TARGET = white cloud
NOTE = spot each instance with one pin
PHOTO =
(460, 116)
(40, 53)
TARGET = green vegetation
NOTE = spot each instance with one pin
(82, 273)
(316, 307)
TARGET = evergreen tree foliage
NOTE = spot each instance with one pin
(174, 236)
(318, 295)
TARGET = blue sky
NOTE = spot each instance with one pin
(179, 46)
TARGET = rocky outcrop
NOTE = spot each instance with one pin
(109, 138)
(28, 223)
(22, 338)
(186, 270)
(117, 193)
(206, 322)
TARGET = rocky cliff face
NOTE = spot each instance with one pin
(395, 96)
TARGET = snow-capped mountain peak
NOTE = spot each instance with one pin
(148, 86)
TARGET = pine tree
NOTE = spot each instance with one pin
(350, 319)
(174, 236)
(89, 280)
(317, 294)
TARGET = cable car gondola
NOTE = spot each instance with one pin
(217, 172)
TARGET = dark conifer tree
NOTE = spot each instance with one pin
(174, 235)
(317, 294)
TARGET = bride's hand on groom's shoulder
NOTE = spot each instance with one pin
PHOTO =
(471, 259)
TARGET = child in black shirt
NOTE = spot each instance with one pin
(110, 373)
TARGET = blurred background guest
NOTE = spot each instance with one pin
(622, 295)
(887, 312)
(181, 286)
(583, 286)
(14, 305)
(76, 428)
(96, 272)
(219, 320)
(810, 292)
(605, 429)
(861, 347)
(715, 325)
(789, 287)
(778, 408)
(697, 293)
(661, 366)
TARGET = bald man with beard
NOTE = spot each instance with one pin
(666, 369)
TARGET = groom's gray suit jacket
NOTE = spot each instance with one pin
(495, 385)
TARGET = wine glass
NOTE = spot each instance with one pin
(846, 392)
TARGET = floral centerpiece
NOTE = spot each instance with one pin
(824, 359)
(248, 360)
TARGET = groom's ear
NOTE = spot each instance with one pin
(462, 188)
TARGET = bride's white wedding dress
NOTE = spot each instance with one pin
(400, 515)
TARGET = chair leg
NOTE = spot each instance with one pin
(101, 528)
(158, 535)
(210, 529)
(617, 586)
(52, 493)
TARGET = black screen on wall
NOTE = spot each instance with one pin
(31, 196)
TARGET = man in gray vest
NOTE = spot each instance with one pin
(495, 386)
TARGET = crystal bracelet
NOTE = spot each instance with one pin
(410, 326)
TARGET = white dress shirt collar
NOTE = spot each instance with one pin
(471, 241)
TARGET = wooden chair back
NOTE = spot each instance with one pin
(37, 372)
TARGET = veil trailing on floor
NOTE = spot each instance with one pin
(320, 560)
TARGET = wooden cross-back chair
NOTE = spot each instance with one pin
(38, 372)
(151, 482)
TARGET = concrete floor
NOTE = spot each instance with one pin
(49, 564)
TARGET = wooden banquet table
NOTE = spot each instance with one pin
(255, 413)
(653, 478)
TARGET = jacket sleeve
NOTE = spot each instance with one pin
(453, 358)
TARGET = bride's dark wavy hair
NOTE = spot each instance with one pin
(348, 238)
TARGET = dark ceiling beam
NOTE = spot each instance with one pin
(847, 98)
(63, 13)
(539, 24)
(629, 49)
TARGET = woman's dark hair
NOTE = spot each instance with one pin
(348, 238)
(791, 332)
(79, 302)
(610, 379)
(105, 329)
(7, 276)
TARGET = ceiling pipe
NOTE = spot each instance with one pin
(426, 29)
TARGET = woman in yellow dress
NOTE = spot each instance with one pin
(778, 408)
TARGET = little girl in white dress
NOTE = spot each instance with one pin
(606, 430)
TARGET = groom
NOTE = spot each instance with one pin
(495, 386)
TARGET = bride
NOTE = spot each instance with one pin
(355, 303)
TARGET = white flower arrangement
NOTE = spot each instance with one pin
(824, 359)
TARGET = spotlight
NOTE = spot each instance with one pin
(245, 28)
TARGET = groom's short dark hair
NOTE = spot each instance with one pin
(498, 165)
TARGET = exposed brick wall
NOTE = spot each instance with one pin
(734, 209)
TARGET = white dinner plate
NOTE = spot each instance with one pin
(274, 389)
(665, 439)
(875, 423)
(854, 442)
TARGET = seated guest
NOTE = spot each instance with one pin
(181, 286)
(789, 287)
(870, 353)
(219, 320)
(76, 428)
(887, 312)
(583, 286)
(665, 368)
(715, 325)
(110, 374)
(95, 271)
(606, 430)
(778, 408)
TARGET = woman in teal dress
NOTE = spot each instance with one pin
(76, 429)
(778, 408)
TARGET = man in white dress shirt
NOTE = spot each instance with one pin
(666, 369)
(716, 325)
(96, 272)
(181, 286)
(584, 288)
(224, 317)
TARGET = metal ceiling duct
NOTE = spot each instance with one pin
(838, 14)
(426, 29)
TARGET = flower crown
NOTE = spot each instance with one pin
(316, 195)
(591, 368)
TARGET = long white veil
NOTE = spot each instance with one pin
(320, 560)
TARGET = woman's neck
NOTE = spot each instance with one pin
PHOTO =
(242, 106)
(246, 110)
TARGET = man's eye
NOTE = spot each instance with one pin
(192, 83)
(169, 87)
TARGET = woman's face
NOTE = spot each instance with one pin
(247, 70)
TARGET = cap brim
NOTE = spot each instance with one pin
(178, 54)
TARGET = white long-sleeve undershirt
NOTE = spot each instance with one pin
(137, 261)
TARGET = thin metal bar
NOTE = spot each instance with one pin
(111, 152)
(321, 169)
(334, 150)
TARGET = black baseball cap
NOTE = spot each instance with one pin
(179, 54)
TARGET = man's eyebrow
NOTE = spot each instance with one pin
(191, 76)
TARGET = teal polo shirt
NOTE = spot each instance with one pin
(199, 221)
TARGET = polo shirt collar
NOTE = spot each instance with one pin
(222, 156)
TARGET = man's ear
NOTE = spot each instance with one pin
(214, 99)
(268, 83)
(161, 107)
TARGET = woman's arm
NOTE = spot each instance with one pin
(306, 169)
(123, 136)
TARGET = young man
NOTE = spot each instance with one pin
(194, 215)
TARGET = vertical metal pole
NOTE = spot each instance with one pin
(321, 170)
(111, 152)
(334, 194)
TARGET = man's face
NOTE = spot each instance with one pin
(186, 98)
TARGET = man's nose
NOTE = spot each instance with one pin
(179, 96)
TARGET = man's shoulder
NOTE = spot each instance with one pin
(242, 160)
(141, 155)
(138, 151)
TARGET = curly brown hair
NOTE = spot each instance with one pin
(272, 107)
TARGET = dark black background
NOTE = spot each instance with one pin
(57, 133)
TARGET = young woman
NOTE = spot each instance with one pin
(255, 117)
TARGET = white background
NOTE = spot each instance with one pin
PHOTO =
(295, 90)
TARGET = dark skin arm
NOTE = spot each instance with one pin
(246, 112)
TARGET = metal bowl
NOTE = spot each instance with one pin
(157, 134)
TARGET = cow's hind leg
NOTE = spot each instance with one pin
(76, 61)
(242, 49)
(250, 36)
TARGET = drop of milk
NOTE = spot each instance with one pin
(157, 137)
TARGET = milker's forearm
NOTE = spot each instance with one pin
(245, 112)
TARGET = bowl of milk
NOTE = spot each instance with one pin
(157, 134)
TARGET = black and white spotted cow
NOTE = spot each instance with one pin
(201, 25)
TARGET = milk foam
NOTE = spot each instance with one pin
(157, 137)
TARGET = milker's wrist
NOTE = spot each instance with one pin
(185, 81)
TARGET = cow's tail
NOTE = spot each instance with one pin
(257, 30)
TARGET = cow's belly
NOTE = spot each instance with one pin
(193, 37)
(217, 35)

+-------+

### What is asked
Transcribe all of the entries without altering anything.

### Complete response
TARGET = white cloud
NOTE = spot each instance with one pin
PHOTO =
(460, 116)
(40, 53)
TARGET = green vegetation
NOTE = spot each instance with one pin
(82, 273)
(316, 307)
TARGET = evergreen tree foliage
NOTE = spot each instance with one pin
(174, 236)
(318, 295)
TARGET = blue sky
NOTE = spot each instance with one pin
(179, 46)
TARGET = rocky outcrop
NOTE = spot each instance with one pin
(109, 138)
(28, 223)
(22, 338)
(186, 270)
(117, 193)
(206, 322)
TARGET = rocky cliff face
NOTE = spot each instance with one pin
(395, 96)
TARGET = snow-capped mountain peak
NOTE = spot each instance with one pin
(148, 86)
TARGET = pine tree
NOTE = spot each instance with one pin
(350, 319)
(174, 236)
(89, 280)
(317, 294)
TARGET = cable car gondola
NOTE = spot each instance with one pin
(217, 172)
TARGET = dark conifer tree
NOTE = spot each instance with one pin
(174, 235)
(317, 294)
TARGET = bride's hand on groom's shoulder
NOTE = spot each instance with one pin
PHOTO =
(471, 259)
TARGET = child in black shirt
NOTE = spot each instance with one pin
(110, 373)
TARGET = blurred background guest
NOTE = spot each instance with one pin
(622, 295)
(887, 312)
(181, 286)
(583, 286)
(14, 305)
(76, 428)
(96, 272)
(219, 320)
(810, 292)
(605, 429)
(861, 347)
(715, 325)
(789, 287)
(778, 408)
(697, 293)
(661, 366)
TARGET = bald man with beard
NOTE = spot each instance with one pin
(666, 369)
TARGET = groom's gray suit jacket
NOTE = spot each instance with one pin
(495, 385)
TARGET = wine glass
NOTE = spot each instance with one pin
(846, 392)
TARGET = floral centerpiece
NOTE = spot each instance with one pin
(824, 359)
(248, 360)
TARGET = groom's ear
NOTE = spot each instance with one pin
(462, 188)
TARGET = bride's white wedding dress
NOTE = spot each instance with one pin
(400, 515)
TARGET = chair leg
NOTE = spot each instance with one pin
(101, 528)
(158, 535)
(210, 529)
(617, 586)
(52, 493)
TARGET = black screen on wall
NOTE = spot each instance with one pin
(31, 196)
TARGET = man in gray vest
NOTE = spot each instance with one pin
(495, 386)
TARGET = crystal bracelet
NOTE = spot each instance with one pin
(410, 326)
TARGET = white dress shirt collar
NOTE = spot each instance with one pin
(471, 241)
TARGET = wooden chair back
NOTE = spot each instance with one pin
(37, 372)
TARGET = veil trailing on floor
NOTE = spot each instance with one pin
(320, 560)
TARGET = wooden cross-back chair
NOTE = spot each instance with one pin
(38, 372)
(151, 482)
TARGET = concrete floor
NOTE = spot each instance with one pin
(49, 564)
TARGET = wooden banquet table
NOTE = spot each instance with one pin
(255, 413)
(653, 478)
TARGET = jacket sleeve
NOTE = spot each instance with one pin
(453, 358)
TARGET = bride's dark wavy hair
NOTE = spot each instance with one pin
(348, 238)
TARGET = dark ceiling beam
NOTE = spot each instance with one pin
(847, 98)
(63, 13)
(539, 24)
(629, 49)
TARGET = woman's dark hair
NOTE = spot each instance with one pin
(348, 238)
(791, 332)
(79, 302)
(610, 379)
(105, 329)
(7, 276)
TARGET = ceiling pipe
NOTE = spot each instance with one pin
(426, 29)
TARGET = woman in yellow dress
NOTE = spot each instance with one pin
(778, 408)
TARGET = little girl in white dress
NOTE = spot each instance with one pin
(606, 430)
TARGET = groom
NOTE = spot each instance with one pin
(495, 386)
TARGET = bride
NOTE = spot each instance with one pin
(355, 303)
TARGET = white flower arrangement
NOTE = spot each instance with one pin
(824, 359)
TARGET = spotlight
NOTE = spot each instance with one pin
(245, 28)
TARGET = groom's short dark hair
NOTE = spot each instance with one pin
(498, 165)
TARGET = exposed brick wall
NOTE = spot each instance with one pin
(734, 209)
TARGET = white dinner plate
NOTE = spot each instance with one pin
(274, 389)
(665, 439)
(875, 423)
(854, 442)
TARGET = seated guest
NOTE = spot each instance with one pin
(181, 286)
(789, 287)
(870, 353)
(219, 320)
(76, 428)
(887, 312)
(583, 286)
(665, 368)
(715, 325)
(110, 374)
(95, 271)
(606, 430)
(778, 408)
TARGET = woman in teal dress
NOTE = spot each instance with one pin
(76, 429)
(778, 408)
TARGET = man in white dress shirt
NOTE = spot each instance with one pin
(666, 369)
(716, 325)
(96, 272)
(181, 286)
(584, 288)
(224, 317)
TARGET = metal ceiling duct
NOTE = spot each instance with one pin
(838, 14)
(426, 29)
TARGET = flower crown
NOTE = spot each instance with one pin
(316, 195)
(591, 368)
TARGET = long white veil
NOTE = spot each instance with one pin
(320, 560)
TARGET = woman's neck
NOTE = spot each instance with one pin
PHOTO =
(242, 106)
(246, 110)
TARGET = man's eye
NOTE = spot each instance with one pin
(192, 83)
(169, 87)
TARGET = woman's face
NOTE = spot each instance with one pin
(247, 70)
TARGET = cap brim
NOTE = spot each instance with one pin
(178, 54)
TARGET = white long-sleeve undershirt
NOTE = spot each instance with one pin
(137, 261)
TARGET = thin metal bar
NOTE = spot each instance with one pin
(111, 152)
(321, 169)
(334, 150)
TARGET = black baseball cap
NOTE = spot each instance with one pin
(179, 54)
TARGET = man's eyebrow
NOTE = spot each instance with one pin
(191, 76)
TARGET = teal polo shirt
NOTE = spot each instance with one pin
(199, 221)
TARGET = polo shirt collar
NOTE = spot each instance with one pin
(222, 156)
TARGET = man's ear
NOTE = spot each instance with one pin
(214, 99)
(268, 83)
(161, 107)
TARGET = woman's arm
NOTE = spot each instance with one pin
(306, 169)
(123, 136)
TARGET = young man
NOTE = spot each instance with one pin
(194, 215)
TARGET = vertical metal pole
NOTE = spot each instance with one pin
(321, 170)
(111, 152)
(334, 194)
TARGET = man's face
NOTE = spot each instance with one pin
(186, 98)
TARGET = man's nose
NOTE = spot each instance with one pin
(179, 96)
TARGET = man's shoulder
NOTE = spot each instance with one pin
(242, 160)
(141, 155)
(138, 151)
TARGET = curly brown hair
NOTE = spot each instance with one pin
(272, 107)
TARGET = dark black background
NOTE = spot each instance with one pin
(57, 133)
TARGET = young woman
NOTE = spot each instance with one pin
(255, 117)
TARGET = white background
NOTE = spot each instance with one pin
PHOTO =
(295, 90)
TARGET = dark skin arm
NOTE = spot each instance with one pin
(246, 112)
TARGET = metal bowl
NOTE = spot each instance with one pin
(157, 134)
TARGET = cow's hind leg
NOTE = spot each instance with one pin
(76, 61)
(242, 49)
(250, 36)
TARGET = drop of milk
NOTE = spot each instance with one pin
(157, 137)
TARGET = milker's forearm
NOTE = spot each instance with one pin
(245, 112)
TARGET = bowl of milk
NOTE = spot each instance with one pin
(157, 134)
TARGET = black and white spotted cow
NOTE = spot each instance with one pin
(201, 25)
TARGET = milk foam
NOTE = spot each instance with one pin
(157, 137)
TARGET = milker's wrist
NOTE = spot each instance with one pin
(185, 81)
TARGET = cow's tail
NOTE = spot each instance with one pin
(257, 30)
TARGET = cow's belly
NOTE = spot each instance with one pin
(193, 37)
(217, 35)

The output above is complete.